North Korea's chief delegate Chu Dong-Chan stormed out of the room Thursday in protest at the South's call but the talks later went on as scheduled, according to media pool reports from Pyongyang.
The impoverished North, facing severe food shortages, wants an unconditional commitment from the South to provide an annual 400,000 tons of rice aid and says political issues should not be raised at the economic talks.
But Seoul may link rice to progress on denuclearisation after the North missed an April 14 deadline to start the process.
"We stressed the potential negative impact of the North's failure to carry out the agreement. I think we have to decide on rice aid given the direction of the talks," Kim Joong-Tae, spokesman for the South's delegation, said Thursday night.
"We will do our best to hold sincere talks with the North for the remainder of the meeting."
At talks Friday the two sides exchanged drafts of a joint statement to be issued at the end of the four-day meeting on Saturday, according to the reports.
"Basically, every topic worth discussing was dealt with," said the spokesman, when asked whether rice was addressed.
Seoul suspended its regular annual shipment of 400,000 tons of rice after the North's missile tests last July. Relations soured further after its October nuclear test but improved when the North returned to six-nation nuclear disarmament talks.
Under the first phase of a February six-nation nuclear disarmament deal, the North was supposed by last Saturday to have made moves to shut down and seal its Yongbyon reactor, which produces the raw material for plutonium to make bombs.
It missed the deadline because of delays in freeing up 25 million dollars of North Korean funds that had been frozen in a Macau bank at US instigation, on suspicion of money-laundering and counterfeiting.
The United States said the money was made available last week, but there has been no word on when or how the cash will be withdrawn.
At the talks in Pyongyang North Korea proposed setting up a branch of a North Korean bank at a joint industrial zone in its border city of Kaesong to ease financial settlements.
"The bank issue was not raised before. (South Korea's) Woori Bank has a branch at the industrial complex, but the two Koreas have no agreement to establish a North Korean bank to trade with the Woori Bank branch," Kim told reporters.
Currently, some 13,000 workers are employed by 22 South Korean firms at Kaesong, producing labour-intensive products such as garments and kitchenware.
South Korea is also pushing for test runs on two cross-border railway lines in May.
In his speech Thursday the chief North Korean delegate suggested that the two Koreas promote joint projects to exploit natural resources in Russia's far east, and build joint chemical plants in the North's free economic zone.

### TASKS AND EXERCISES
**1.** Repeat word for word the part of the article on the inter-Korean economic talks starting with "But Seoul may" and going on through "to the reports.".
**2.** In the article on the inter-Korean economic talks, how many South Korean firms employ workers at the Kaesong industrial zone?
**3.** Condense the paragraph of the article on the inter-Korean economic talks that begins "Seoul suspended its regular annual shipment" into a short bulleted list that keeps its main facts.

### DATASET CONTENT
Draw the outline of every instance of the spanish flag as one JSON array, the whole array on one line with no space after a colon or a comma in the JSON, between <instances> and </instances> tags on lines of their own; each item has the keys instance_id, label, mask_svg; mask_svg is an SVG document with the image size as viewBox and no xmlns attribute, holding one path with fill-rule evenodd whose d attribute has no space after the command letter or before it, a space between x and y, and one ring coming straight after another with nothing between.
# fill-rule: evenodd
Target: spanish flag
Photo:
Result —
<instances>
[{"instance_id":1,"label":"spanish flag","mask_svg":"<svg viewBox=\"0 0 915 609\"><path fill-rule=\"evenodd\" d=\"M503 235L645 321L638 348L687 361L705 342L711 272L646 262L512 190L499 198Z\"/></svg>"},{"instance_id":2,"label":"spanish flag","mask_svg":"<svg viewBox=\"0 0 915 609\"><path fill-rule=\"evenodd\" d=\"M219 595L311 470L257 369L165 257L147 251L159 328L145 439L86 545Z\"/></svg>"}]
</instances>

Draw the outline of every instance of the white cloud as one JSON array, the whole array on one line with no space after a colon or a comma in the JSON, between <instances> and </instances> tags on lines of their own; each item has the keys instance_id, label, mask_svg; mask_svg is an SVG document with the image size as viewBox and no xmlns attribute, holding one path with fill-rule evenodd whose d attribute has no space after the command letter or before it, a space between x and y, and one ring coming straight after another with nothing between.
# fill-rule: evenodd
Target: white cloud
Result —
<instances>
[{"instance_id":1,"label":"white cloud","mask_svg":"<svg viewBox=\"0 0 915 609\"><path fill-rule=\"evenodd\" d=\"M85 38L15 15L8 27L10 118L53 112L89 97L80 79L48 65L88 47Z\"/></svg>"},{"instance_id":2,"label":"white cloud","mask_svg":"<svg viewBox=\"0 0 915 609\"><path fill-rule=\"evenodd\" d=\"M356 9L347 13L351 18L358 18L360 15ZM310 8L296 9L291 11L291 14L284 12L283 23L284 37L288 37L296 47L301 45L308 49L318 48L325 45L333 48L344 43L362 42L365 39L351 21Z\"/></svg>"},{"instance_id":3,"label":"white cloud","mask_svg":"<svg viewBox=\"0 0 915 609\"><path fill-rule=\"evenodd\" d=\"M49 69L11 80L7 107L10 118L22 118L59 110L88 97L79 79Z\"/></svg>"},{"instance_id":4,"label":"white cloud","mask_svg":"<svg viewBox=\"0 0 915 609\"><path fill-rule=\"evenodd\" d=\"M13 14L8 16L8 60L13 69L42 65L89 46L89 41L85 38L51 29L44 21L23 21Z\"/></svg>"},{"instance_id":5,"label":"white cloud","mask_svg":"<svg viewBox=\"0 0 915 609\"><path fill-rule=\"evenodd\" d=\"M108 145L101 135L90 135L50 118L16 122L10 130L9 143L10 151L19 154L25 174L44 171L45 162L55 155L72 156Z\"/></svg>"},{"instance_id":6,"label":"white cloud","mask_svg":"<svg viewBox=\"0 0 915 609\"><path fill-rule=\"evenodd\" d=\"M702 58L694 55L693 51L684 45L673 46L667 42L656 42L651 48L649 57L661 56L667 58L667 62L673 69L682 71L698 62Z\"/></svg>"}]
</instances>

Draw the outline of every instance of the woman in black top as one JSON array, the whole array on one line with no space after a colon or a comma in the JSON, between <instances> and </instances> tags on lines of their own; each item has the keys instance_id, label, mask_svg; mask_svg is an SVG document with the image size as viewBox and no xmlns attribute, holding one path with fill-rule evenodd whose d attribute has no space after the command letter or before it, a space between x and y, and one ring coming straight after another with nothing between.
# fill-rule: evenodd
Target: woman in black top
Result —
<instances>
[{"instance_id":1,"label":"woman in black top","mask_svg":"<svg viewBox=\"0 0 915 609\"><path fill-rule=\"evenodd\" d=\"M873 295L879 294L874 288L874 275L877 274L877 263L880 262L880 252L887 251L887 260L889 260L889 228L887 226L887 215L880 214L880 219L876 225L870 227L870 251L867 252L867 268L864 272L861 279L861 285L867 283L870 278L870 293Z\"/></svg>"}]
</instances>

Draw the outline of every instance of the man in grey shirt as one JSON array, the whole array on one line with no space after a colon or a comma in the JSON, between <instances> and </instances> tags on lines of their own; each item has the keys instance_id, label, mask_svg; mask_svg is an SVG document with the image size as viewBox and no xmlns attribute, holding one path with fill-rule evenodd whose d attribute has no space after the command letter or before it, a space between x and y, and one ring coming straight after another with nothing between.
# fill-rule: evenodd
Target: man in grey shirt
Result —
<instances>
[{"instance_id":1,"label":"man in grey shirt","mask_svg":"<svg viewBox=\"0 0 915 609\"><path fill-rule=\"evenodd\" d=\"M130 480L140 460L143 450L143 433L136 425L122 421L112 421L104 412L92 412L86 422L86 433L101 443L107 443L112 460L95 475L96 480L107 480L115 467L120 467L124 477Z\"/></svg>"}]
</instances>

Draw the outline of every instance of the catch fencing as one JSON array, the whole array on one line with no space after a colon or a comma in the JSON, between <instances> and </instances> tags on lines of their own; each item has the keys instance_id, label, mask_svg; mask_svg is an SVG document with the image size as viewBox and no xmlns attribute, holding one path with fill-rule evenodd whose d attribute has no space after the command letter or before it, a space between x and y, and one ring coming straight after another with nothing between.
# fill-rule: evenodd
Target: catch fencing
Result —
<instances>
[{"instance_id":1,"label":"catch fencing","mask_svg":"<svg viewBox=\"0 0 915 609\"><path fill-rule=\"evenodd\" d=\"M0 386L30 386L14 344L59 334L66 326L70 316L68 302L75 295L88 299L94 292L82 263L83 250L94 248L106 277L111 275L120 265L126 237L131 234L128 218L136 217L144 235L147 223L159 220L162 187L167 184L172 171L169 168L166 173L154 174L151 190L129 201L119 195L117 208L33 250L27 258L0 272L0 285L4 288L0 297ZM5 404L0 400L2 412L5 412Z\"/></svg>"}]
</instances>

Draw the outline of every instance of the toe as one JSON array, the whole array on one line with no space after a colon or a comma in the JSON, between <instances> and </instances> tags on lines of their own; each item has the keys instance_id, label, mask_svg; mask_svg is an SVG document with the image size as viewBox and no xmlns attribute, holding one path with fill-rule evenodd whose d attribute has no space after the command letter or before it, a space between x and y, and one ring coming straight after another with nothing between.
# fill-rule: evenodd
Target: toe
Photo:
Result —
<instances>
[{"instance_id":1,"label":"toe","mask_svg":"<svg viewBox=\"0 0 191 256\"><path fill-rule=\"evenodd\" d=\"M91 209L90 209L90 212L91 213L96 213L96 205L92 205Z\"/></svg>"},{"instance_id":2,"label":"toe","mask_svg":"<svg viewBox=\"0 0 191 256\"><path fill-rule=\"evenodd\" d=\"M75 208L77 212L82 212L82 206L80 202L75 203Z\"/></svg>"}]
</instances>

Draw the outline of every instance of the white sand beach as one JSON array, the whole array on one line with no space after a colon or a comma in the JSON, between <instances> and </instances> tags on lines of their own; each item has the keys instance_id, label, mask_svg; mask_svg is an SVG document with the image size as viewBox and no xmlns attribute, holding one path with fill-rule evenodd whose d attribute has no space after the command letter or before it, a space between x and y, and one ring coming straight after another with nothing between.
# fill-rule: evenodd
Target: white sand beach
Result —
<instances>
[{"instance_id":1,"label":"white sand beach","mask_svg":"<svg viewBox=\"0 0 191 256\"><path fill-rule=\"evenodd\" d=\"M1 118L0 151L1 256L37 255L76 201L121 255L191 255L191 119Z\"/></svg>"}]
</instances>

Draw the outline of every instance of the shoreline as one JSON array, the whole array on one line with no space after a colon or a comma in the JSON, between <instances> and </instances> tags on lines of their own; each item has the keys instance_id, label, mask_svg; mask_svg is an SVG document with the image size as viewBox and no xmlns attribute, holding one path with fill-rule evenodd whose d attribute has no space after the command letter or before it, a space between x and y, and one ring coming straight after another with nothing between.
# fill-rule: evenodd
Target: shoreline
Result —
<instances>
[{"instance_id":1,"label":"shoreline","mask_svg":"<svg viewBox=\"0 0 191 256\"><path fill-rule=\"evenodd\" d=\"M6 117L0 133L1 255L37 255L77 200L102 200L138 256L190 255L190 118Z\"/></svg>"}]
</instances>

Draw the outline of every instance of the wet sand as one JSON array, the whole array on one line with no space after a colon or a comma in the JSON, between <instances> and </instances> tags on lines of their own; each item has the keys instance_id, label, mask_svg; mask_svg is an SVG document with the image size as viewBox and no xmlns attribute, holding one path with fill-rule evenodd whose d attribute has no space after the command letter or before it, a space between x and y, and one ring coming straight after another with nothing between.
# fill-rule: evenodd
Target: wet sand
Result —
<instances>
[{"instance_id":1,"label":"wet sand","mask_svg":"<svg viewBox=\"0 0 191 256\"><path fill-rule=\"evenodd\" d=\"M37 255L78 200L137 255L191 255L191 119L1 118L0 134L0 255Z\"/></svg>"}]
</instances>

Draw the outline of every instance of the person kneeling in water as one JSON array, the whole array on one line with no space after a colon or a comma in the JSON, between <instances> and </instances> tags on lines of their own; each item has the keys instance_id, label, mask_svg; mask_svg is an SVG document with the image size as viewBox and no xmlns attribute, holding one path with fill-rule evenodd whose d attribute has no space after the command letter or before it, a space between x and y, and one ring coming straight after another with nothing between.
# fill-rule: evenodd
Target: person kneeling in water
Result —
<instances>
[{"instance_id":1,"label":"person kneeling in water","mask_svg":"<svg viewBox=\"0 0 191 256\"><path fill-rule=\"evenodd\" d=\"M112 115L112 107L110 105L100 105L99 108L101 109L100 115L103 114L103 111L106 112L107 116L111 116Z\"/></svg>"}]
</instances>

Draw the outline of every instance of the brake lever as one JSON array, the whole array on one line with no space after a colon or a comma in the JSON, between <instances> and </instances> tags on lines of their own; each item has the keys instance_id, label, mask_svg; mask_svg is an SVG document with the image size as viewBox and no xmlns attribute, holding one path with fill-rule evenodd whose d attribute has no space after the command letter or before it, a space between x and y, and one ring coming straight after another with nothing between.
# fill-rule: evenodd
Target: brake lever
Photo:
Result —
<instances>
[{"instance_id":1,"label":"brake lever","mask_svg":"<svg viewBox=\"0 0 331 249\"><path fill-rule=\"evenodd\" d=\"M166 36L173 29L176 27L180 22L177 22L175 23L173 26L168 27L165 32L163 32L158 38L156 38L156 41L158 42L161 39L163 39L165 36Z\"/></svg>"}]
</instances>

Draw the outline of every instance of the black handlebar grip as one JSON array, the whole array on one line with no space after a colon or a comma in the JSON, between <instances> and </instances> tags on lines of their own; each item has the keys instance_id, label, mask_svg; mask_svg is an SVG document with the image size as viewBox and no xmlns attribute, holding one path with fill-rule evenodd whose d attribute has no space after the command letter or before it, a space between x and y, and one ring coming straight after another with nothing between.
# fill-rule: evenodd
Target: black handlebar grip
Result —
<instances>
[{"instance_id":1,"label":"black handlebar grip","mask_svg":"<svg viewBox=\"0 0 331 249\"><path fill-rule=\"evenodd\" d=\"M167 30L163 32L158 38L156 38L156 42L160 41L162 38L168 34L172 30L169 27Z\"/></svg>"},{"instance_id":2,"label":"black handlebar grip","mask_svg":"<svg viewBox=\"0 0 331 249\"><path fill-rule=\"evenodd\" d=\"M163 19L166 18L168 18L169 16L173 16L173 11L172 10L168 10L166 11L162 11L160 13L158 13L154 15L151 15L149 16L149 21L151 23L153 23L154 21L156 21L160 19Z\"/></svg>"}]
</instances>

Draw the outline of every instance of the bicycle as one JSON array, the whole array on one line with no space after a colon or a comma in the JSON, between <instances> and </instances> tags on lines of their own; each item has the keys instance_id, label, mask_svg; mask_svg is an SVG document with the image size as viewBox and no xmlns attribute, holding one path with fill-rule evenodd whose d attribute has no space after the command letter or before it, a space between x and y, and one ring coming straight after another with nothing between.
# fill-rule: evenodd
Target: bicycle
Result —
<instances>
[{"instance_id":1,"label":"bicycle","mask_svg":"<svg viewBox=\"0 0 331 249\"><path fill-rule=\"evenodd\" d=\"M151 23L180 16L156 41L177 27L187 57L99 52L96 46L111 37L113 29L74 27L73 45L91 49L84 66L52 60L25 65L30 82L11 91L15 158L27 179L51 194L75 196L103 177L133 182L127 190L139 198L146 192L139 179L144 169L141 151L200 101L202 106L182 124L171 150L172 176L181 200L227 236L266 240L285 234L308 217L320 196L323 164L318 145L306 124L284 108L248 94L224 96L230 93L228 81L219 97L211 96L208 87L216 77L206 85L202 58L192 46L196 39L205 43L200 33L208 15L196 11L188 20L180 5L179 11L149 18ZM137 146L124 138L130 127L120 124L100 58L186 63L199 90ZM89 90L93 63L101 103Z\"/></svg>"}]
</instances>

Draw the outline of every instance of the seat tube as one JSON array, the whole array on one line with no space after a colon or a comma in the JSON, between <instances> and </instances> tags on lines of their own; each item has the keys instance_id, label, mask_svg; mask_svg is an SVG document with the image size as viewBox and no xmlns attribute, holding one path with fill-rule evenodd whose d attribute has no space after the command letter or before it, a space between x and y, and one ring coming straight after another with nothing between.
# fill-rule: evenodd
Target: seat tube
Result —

### SOLUTIONS PER TASK
**1.**
But Seoul may link rice to progress on denuclearisation after the North missed an April 14 deadline to start the process.
"We stressed the potential negative impact of the North's failure to carry out the agreement. I think we have to decide on rice aid given the direction of the talks," Kim Joong-Tae, spokesman for the South's delegation, said Thursday night.
"We will do our best to hold sincere talks with the North for the remainder of the meeting."
At talks Friday the two sides exchanged drafts of a joint statement to be issued at the end of the four-day meeting on Saturday, according to the reports.

**2.** 22 South Korean firms employ workers there.

**3.**
- Seoul suspended its regular annual shipment of 400,000 tons of rice after the North's missile tests last July.
- Relations worsened after the North's October nuclear test.
- Relations improved when the North returned to six-nation nuclear disarmament talks.